## Problem details
Find each line below that contains the word "above" and copy it out.

Entries from an annotation dataset:
****************************************

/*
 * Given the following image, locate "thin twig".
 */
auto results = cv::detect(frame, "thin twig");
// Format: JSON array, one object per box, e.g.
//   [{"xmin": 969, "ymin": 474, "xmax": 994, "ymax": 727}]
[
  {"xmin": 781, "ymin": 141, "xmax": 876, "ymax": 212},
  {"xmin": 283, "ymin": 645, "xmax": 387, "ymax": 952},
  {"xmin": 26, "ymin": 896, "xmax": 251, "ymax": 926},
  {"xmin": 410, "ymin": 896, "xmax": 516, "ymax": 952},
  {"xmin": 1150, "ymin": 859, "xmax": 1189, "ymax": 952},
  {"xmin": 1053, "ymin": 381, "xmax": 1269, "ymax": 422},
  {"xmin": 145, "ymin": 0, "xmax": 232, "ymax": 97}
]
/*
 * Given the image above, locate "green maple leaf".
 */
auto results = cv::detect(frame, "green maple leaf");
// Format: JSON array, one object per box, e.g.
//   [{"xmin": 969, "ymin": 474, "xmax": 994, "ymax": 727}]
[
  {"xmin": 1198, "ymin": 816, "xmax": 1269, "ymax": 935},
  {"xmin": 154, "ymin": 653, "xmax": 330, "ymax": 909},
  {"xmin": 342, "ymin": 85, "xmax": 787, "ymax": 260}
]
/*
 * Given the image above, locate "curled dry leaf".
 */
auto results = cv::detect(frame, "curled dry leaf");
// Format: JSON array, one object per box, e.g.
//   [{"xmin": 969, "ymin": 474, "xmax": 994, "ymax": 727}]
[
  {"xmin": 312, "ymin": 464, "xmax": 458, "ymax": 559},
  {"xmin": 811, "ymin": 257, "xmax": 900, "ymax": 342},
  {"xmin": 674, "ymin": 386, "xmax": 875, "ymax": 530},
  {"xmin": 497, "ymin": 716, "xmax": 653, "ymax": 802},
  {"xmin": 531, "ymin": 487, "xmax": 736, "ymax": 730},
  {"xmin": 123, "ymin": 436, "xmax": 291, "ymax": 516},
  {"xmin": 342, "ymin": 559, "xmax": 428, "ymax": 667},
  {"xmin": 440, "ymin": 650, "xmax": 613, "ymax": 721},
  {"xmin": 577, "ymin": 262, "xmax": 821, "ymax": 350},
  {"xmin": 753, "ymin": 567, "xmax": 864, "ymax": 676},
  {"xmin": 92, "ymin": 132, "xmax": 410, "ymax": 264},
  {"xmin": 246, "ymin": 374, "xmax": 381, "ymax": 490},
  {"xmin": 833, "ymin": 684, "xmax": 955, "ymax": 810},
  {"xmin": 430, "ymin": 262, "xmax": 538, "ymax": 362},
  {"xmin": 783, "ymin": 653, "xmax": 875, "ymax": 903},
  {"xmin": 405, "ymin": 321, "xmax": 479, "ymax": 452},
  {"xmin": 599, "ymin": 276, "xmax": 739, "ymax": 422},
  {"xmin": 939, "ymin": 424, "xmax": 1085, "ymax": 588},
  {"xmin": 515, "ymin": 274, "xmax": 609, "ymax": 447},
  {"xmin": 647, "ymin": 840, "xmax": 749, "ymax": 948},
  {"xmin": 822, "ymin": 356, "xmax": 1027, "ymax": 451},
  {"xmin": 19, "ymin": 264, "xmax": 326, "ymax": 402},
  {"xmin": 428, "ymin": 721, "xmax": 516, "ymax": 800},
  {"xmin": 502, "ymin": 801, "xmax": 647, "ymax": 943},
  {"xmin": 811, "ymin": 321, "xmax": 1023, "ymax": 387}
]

****************************************

## Solution to this exercise
 * Given the image above, locate "green maple leaf".
 * Given the image above, locate "curled dry leaf".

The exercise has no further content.